Your goal: Swap "outstretched" for "spread" in the material, starting at its beginning and ending with the line that contains "94), (179, 94)]", and write out that stretch again with nothing else altered.

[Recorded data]
________________________

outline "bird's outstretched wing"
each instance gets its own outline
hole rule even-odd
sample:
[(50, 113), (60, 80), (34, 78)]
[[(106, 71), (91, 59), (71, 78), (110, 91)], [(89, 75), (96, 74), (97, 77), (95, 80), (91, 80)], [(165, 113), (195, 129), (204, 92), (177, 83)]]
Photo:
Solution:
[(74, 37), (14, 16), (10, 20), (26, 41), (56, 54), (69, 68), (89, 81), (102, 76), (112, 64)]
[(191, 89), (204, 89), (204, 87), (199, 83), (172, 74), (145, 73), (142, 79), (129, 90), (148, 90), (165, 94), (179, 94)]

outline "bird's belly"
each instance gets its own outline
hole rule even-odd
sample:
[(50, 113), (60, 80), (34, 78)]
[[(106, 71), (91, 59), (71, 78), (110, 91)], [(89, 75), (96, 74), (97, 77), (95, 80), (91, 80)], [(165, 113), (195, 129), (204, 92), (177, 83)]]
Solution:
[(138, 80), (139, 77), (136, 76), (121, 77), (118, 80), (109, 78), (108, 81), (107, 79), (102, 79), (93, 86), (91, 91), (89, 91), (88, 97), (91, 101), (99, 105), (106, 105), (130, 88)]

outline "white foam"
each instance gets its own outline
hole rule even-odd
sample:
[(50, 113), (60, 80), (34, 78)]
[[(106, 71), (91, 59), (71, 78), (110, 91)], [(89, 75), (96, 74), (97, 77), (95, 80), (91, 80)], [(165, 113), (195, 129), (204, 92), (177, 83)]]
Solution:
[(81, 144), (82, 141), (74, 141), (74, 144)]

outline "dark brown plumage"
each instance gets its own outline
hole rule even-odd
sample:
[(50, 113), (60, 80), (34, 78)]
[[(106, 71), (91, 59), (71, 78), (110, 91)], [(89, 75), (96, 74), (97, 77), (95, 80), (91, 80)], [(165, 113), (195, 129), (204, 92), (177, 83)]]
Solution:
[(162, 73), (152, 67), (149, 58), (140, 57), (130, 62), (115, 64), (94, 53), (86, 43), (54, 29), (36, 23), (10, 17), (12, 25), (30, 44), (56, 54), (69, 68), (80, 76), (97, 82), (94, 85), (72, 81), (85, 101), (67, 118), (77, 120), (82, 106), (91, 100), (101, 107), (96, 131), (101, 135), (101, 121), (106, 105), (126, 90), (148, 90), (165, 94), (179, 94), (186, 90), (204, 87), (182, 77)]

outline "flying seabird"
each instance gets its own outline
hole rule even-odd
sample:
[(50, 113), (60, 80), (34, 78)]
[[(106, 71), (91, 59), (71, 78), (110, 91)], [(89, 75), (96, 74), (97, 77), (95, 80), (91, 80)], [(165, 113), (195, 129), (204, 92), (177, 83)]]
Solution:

________________________

The output:
outline "bird's spread wing"
each instance gets its own outline
hole rule even-odd
sample:
[(50, 113), (60, 80), (34, 78)]
[[(106, 71), (91, 59), (71, 78), (110, 91)], [(89, 75), (96, 74), (97, 77), (95, 80), (91, 80)], [(165, 113), (195, 129), (204, 92), (177, 83)]]
Photo:
Solution:
[(74, 37), (14, 16), (10, 20), (26, 41), (56, 54), (69, 68), (89, 81), (102, 76), (112, 64)]
[(191, 89), (204, 89), (204, 87), (199, 83), (172, 74), (145, 73), (142, 79), (129, 90), (148, 90), (165, 94), (179, 94)]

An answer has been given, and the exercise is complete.